Problema proposto:
No primeiro parágrafo da fonte abaixo, liste cada ação introduzida por "a não" ou "a nunca" depois de "Convida-os".

Fonte:
━━━━━━
Convida-os a não ser invejosos, a não se orgulhar ou “se engrandecer”, porque “quem ama, evita falar muito de si mesmo”, a não tornar-se “arrogantes e insuportáveis”, a ser humildes e a “tornar-se amáveis”, a não destacar “defeitos e erros alheios”. Convida-os a nunca acabar o dia “sem fazer as pazes em família”, a personar sem rancores, a falar bem reciprocamente, tratando de “mostrar o lado bom do cônjuge para além de suas fraquezas e erros”, a ter confiança no outro sem controlá-lo, deixando “espaços de autonomia”. E convida também para “contemplar” o cônjuge, recordando que “as alegrias mais intensas da vida brotam quando se pode provocar a felicidade dos outros”.

Mensagem aos jovens

O Papa diz aos jovens que devido à “seriedade” do “compromisso público de amor”, o matrimônio “não pode ser uma decisão apressada”, mas também não se deve adiá-la “indefinidamente”. Comprometer-se com outra pessoa exclusiva e definitivamente “sempre comporta uma cota de risco e de ousada aposta”. É preciso “reservar tempo” e consultar o cônjuge, deixar que fale antes de “começar a dar opiniões ou conselhos”. “Muitas discussões do casal não são por questões muito graves”. Às vezes, trata-se de coisas pequenas, “pouco importantes, mas o que altera os ânimos é o modo de dizê-las ou a atitude que se assume no diálogo”.

Sexualidade, “presente maravilhoso”
━━━━━━
Trecho dos dados:

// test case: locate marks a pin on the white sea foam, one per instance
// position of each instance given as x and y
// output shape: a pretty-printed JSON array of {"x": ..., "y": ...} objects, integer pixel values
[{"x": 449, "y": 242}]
━━━━━━
Solução do problema:
- Ser invejosos
- Orgulhar-se ou "se engrandecer"
- Tornar-se "arrogantes e insuportáveis"
- Destacar "defeitos e erros alheios"
- Acabar o dia "sem fazer as pazes em família"